• Problem set
- 1) Decide whether each statement agrees with the text on Howard County's COVID-19 order, answering yes or no and quoting the deciding words: (a) Retail operations may reopen at 50 percent capacity with staff counted in that limit. (b) Religious institutions may hold indoor services for up to 250 people. (c) The ICU utilization rate at Howard County General Hospital reached 78.8 percent on May 15.
- 2) According to the text on Howard County's COVID-19 order, why did the county not go as far as Governor Hogan's order after local jurisdictions received reopening decisions on May 13?

• Text excerpt

══════════

Howard County Executive Calvin Ball issued an executive order on May 26 further relaxing COVID-19 restrictions within the county.

Effective at 7 a.m. May 29, all Howard County retail operations, barbershops and hair salons may reopen at 50 percent capacity, including staff, with additional guidance specific to each industry. Additional interpretive guidance will be made available to county businesses later this week.

Religious institutions and gatherings will also be permitted to hold outdoor services for up to 250 people, but indoor services remain capped at 10 individuals.

“On May 13, when Governor Hogan announced that many decisions regarding reopening would be delegated to local jurisdictions … our data showed we weren’t ready to go as far as the Governor’s order,” said Ball.

After spiking to 78.8 percent on May 15, the ICU utilization rate at Howard County General Hospital fell or remained constant for seven of 14 days before reaching its lowest level since April 1 on May 23.

══════════

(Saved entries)
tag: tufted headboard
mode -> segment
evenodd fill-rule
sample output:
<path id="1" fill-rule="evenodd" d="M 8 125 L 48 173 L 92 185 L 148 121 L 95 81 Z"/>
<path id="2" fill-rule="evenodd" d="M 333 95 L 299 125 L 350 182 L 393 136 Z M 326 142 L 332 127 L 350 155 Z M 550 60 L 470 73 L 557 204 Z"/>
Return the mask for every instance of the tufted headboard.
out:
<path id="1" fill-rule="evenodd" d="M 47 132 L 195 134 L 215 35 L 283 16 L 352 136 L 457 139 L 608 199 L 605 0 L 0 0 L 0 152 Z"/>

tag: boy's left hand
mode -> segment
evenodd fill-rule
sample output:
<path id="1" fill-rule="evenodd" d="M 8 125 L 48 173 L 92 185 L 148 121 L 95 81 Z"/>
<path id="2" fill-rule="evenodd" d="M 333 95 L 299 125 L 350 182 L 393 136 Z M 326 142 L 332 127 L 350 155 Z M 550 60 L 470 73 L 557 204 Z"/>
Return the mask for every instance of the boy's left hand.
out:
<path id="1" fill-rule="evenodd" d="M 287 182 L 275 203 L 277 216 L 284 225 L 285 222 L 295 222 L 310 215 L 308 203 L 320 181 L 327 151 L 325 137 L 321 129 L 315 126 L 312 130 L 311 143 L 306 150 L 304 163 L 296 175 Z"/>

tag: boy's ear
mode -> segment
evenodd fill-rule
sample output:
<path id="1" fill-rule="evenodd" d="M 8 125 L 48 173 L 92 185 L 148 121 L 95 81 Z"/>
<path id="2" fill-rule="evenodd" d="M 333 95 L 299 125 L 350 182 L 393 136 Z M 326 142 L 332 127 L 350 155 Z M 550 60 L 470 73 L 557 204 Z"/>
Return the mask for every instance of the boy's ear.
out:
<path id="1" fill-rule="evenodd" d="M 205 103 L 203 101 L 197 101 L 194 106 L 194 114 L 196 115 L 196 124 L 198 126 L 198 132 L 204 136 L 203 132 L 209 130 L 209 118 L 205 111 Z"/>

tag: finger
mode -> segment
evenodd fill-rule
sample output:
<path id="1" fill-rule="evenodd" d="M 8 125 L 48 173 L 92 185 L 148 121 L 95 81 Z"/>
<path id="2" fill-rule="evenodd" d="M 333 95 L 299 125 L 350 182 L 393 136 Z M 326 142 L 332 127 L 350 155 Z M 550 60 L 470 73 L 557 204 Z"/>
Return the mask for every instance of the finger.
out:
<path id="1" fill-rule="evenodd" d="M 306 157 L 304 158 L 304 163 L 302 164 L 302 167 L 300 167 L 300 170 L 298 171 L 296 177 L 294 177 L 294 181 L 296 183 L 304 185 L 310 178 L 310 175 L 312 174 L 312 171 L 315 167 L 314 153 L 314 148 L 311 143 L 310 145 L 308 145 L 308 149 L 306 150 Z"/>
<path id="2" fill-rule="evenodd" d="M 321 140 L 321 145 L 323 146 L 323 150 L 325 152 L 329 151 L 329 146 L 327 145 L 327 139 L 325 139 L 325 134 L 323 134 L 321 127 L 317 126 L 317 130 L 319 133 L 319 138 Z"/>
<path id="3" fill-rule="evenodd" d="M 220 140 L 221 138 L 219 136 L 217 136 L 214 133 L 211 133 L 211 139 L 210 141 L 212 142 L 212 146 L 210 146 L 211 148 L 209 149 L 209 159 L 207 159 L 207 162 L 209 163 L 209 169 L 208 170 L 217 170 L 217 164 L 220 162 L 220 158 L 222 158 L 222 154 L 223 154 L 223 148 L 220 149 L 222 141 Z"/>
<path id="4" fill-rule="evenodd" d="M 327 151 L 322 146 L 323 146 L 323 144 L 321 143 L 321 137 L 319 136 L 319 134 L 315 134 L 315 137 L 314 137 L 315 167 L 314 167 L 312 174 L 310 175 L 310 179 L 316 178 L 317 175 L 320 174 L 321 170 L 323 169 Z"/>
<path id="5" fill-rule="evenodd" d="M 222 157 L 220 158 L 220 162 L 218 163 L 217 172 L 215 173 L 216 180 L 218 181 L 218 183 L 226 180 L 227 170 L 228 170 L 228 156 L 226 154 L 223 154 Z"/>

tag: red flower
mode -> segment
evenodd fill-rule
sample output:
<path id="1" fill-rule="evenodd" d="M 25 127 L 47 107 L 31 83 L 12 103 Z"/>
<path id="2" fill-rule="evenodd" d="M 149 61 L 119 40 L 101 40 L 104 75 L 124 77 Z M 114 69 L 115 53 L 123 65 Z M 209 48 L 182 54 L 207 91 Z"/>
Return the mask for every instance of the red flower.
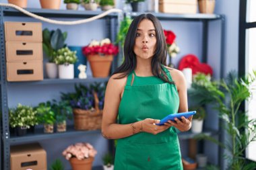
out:
<path id="1" fill-rule="evenodd" d="M 165 36 L 165 39 L 166 40 L 167 45 L 171 45 L 175 40 L 176 35 L 172 31 L 167 31 L 164 30 L 164 34 Z"/>

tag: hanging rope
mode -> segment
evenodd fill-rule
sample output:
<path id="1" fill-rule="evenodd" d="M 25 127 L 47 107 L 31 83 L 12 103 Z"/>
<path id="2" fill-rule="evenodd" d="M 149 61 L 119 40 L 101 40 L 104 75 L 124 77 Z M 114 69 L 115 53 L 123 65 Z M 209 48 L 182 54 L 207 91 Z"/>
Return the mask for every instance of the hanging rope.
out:
<path id="1" fill-rule="evenodd" d="M 38 19 L 43 21 L 43 22 L 49 22 L 51 24 L 59 24 L 59 25 L 81 24 L 84 24 L 84 23 L 86 23 L 86 22 L 92 22 L 94 20 L 96 20 L 96 19 L 100 19 L 101 17 L 104 17 L 104 16 L 106 16 L 108 14 L 111 13 L 115 13 L 115 12 L 121 13 L 122 12 L 122 10 L 121 10 L 119 9 L 111 9 L 106 11 L 102 13 L 100 13 L 98 15 L 96 15 L 96 16 L 94 16 L 94 17 L 92 17 L 90 18 L 79 19 L 79 20 L 77 20 L 77 21 L 69 21 L 69 22 L 65 21 L 65 22 L 64 22 L 64 21 L 58 21 L 58 20 L 51 19 L 43 17 L 42 16 L 39 16 L 39 15 L 36 15 L 33 13 L 28 11 L 27 10 L 26 10 L 26 9 L 19 7 L 19 6 L 17 6 L 15 5 L 11 4 L 11 3 L 0 3 L 0 6 L 11 7 L 16 9 L 17 10 L 18 10 L 18 11 L 22 12 L 23 13 L 24 13 L 28 16 L 30 16 L 32 17 Z"/>

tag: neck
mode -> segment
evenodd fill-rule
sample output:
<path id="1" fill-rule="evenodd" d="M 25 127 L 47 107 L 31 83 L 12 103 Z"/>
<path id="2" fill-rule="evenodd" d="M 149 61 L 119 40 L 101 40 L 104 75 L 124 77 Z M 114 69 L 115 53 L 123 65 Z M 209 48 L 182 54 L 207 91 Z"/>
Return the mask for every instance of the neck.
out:
<path id="1" fill-rule="evenodd" d="M 137 58 L 137 66 L 135 69 L 136 75 L 146 77 L 152 76 L 152 72 L 151 70 L 151 60 L 152 58 L 142 59 L 141 58 Z"/>

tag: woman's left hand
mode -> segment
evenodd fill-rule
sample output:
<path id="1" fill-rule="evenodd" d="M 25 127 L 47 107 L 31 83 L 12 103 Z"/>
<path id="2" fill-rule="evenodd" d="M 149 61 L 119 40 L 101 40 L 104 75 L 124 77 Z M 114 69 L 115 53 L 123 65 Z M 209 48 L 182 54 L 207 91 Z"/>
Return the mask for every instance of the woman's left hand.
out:
<path id="1" fill-rule="evenodd" d="M 179 129 L 181 132 L 185 132 L 190 129 L 191 127 L 191 120 L 192 116 L 190 116 L 189 118 L 185 118 L 184 116 L 181 117 L 180 120 L 178 118 L 174 118 L 175 121 L 168 120 L 167 123 L 164 124 L 170 126 L 174 126 Z"/>

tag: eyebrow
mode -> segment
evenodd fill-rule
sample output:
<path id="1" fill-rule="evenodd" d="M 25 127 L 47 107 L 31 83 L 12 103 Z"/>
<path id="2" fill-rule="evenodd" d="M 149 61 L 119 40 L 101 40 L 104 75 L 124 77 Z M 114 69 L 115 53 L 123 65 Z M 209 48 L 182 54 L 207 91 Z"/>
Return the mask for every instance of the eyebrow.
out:
<path id="1" fill-rule="evenodd" d="M 137 29 L 137 31 L 142 31 L 142 30 L 141 29 Z M 155 29 L 152 29 L 152 30 L 148 30 L 149 32 L 156 32 L 156 30 Z"/>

══════════

• Response list
- 1)
(a) Yes: "all Howard County retail operations, barbershops and hair salons may reopen at 50 percent capacity, including staff"
(b) No: "indoor services remain capped at 10 individuals"
(c) Yes: "After spiking to 78.8 percent on May 15"

- 2) Ball said that when many reopening decisions were delegated to local jurisdictions on May 13, the county's data showed it was not ready to go as far as the Governor's order.